▶ **Problem set**
**A)** In the forum thread on the 5D Mark III meter, what exposure value is given as the bottom of the meter's specified range?
**B)** Decide whether each statement agrees with the forum thread on the 5D Mark III meter, and quote the words that settle it: (i) At EV 0, turning on the backlight changes the exposure. (ii) At EV -3, the backlight makes the meter bounce between 1/3 and 2/3 stops. (iii) MrSandman chose the D800 over the 5D3.
**C)** Please carry on the forum thread on the 5D Mark III meter from the point where it stops.

▶ **Selected excerpt**

▽

Set the camera in manual mode to EV 1 (1" @ f/1.4 @ ISO 100), and find a dark corner of a dark room to point to until the meter bug is centered. Turning the LCD backlight on and off will not budge the meter at all. This is the bottom of the specified range of the 5DIII meter.

Set it to EV 0 and the backlight still won't change the exposure.

At EV -1, the backlight moves to the right by 1/3 stop when you turn it on...but you can't say that it's causing underexposure at that point because it's operating outside of its design parameters and may well already be off by some unknown and unspecified amount in either direction.

At EV -2, the backlight still only makes the meter move 1/3 stop to the right.

At EV -3, the backlight makes the meter bounce between 1/3 and 2/3 stops.

At EV -4, the backlight makes the meter move solidly on 2/3 stops to the right...and you're five stops below the bottom of the meter's range (30" @ f/1.4 @ ISO 100) and basically in the dark. There's no way the meter's readings are reliable, with or without the backlight on. Any photographic meter -- not just the one built in to the camera.

If you're actually photographing in conditions even as dark as EV 1...well, either you're doing long-exposure tripod work, maybe of the nighttime skyline, and you know full well that your meter is already useless...or you're being silly showing off your new toy outside at night away from the lights, and probably shooting at ISO 25,600 or something ludicrous and you know the results, though surprisingly not bad, will be totally useless for anything serious. And at EV -2 when the "problem" actually starts to appear, and only at a third of a stop? We're talking moonlit landscape photography, where no sane person even thinks to have a look at the meter. Hell, you're probably thinking of shooting in bulb mode with a stopwatch in those conditions....

Cheers,

b&


----------



## jfretless (Apr 18, 2012)

The Mayans were right! ...the end of world is coming!

in other words... meh.




MrSandman said:


> I had been mulling over the choice between the D800 and the 5D3, and went with the 5D3 for a number of reasons - one of which being the fact that I like the Canon ‘design’ altogether more than Nikon’s. And then this light leak issue creeps up (which I confirmed just now on my 5D3). I’ve been hearing people saying things liked “it doesn’t matter in real-world shooting”, or “it’s easy to avoid it by just not lighting the LCD in dark environments. 1. This just isn’t true - if light is leaking in and altering the metering, you get (slightly) altered photos. This has been confirmed by many. And 2. whether most of us shoot in really dark environments or not simply doesn’t matter. We shouldn’t have to take precautionary measures when shooting photos to work around a design flaw. We as customers should not be the solution to a product’s design problem. And no matter how easy the solution is, it doesn’t change the fact that it’s a design flaw.
> 
> I remember watching The Tonight Show many years ago and during one of Jay Leno’s monologues, he said, “In other news, the FDA came out with new rules regarding fecal matter in poultry. Now folks.......this is the _new_ rule? Shouldn’t this have been the _old_ rule? Shouldn’t this have been _rule #1??_”

△

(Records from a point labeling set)
▽

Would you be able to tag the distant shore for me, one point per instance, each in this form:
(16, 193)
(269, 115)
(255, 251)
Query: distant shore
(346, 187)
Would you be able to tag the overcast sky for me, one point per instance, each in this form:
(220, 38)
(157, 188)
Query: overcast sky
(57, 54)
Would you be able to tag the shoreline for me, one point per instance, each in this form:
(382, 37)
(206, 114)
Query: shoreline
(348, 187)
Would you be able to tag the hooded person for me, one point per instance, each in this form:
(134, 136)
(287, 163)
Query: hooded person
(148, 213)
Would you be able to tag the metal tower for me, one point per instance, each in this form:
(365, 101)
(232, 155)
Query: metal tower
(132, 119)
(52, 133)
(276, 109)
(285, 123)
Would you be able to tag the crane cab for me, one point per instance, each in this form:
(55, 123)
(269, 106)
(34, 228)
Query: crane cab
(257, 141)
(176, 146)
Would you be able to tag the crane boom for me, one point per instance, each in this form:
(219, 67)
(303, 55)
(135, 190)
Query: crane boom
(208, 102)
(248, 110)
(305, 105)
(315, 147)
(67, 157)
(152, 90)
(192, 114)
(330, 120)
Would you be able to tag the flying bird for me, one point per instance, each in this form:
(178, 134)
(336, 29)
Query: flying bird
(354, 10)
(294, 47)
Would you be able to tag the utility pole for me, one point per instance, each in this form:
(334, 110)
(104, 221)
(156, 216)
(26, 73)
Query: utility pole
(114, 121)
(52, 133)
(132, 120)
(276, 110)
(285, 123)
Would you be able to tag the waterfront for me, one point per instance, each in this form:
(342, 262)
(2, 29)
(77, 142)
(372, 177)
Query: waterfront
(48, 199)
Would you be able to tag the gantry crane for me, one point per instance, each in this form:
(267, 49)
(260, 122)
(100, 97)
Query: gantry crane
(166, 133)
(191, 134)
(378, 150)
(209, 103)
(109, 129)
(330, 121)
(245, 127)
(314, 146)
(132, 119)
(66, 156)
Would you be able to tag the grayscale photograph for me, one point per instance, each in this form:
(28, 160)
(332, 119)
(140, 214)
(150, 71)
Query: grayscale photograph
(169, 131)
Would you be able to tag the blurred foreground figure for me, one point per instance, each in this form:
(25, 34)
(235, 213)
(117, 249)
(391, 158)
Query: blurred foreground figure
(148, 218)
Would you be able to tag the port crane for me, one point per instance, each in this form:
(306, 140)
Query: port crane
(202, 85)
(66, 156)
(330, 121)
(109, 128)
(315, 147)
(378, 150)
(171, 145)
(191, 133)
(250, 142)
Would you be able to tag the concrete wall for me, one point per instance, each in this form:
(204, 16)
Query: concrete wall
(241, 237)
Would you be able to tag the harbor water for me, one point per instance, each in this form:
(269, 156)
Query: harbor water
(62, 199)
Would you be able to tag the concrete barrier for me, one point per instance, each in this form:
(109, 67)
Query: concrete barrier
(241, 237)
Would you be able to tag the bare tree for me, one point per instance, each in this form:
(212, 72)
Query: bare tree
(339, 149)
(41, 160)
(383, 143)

△

▶ **Responses in order**
**A)** EV 1 (1" @ f/1.4 @ ISO 100).

**B)**
(i) No: "Set it to EV 0 and the backlight still won't change the exposure."
(ii) Yes: "At EV -3, the backlight makes the meter bounce between 1/3 and 2/3 stops."
(iii) No: "went with the 5D3 for a number of reasons"

**C)**
> 
> ...


----------



## MrSandman (Apr 18, 2012)

It's the very fact that it's not a $35,000 car that makes the camera more of a disposable/replaceable item. However, for a camera it is expensive, and as such should be able to perform basic tasks like isolating the meter from ambient light.


----------



## zim (Apr 18, 2012)

TrumpetPower! said:


> LetTheRightLensIn said:
> 
> 
> > What many has it been confirmed by? So far I have seen one person say that he found a difference with the lens cap off and it ONLY occured at EV1, the absolute bottom limit of the metering performance range, where it underexposed by 1/3 of a stop.
> ...




Don't suppose anyone has a D800 they could try this with, just for a laugh hehehe


----------



## LetTheRightLensIn (Apr 18, 2012)

TrumpetPower! said:


> LetTheRightLensIn said:
> 
> 
> > What many has it been confirmed by? So far I have seen one person say that he found a difference with the lens cap off and it ONLY occured at EV1, the absolute bottom limit of the metering performance range, where it underexposed by 1/3 of a stop.
> ...



I think it was someone else since they mentioned EV1 not EV -1:

"Since the operating range of the 5D3's light meter is Ev 1 to 20 according the manual, I decided to try testing for the light leak phenomenon at a light level equivalent to Ev 1--the minimum light light level at which the 5D3's light meter can be relied upon to provide an accurate reading. Although I'm not an expert on Ev levels, after consulting a chart on Wikipedia, I determined that at f/5.6 and ISO 100, Ev 1 would correspond to a shutter speed of 15 seconds. (If I'm wrong about this, I'm sure someone will tell me.) So I set my 5D3 to ISO 100, and my lens to f/5.6, took off the lens cap, covered the viewfinder eyepiece, and found a dark environment where the 5D3's meter gave me a shutter speed of 15 seconds. Then I pressed the LCD illumination button to see what, if anything, would happen.

Having previously convinced myself that the leak leak phenomenon was only likely to manifest itself at Ev levels far below Ev 1, I fully expected to see no change in the shutter speed. But to my surprise, I did see a change, although only a slight one--from 15 seconds to 13 seconds. Shining a flash light directly into the top LCD resulted in a similar change.

I then repeated the test by moving to a very slightly brighter area where the meter gave me a reading of 5 seconds--corresponding to something just over Ev 2. When I pressed the LCD illumination button this time, I saw no change, nor did I see any change with the flashlight.

So, what conclusions do I draw from this. Well, contrary to my earlier assumption, it does appear that this phenomenon could affect metering within the 5D3's published metering range--but only at the very bottom of the range--around Ev 1--and only very slightly--the difference between 15 seconds and 13 seconds. If you're trying to meter at lower light levels, say around Ev -4 where most of the testing I've seen posted has been occurring, the effect on the meter reading will likely be more significant, but of course, any metering you might try to do at Ev -4, or any other level below Ev 1, is already inherently unreliable."

In either case though it doesn't seem like a problem to me and certainly nothing to be embarrassed about, come on.


----------



## Raddy (Apr 18, 2012)

I really would like to know how many people would have noticed this flaw on their own, not reading about it on the web. So the Internet ruined it all! ;D

People started to end up in all this tech talk, examining this and that but kinda forgot what (in this case) the 5D3 is actually made for. Lemme guess... Taking pictures?!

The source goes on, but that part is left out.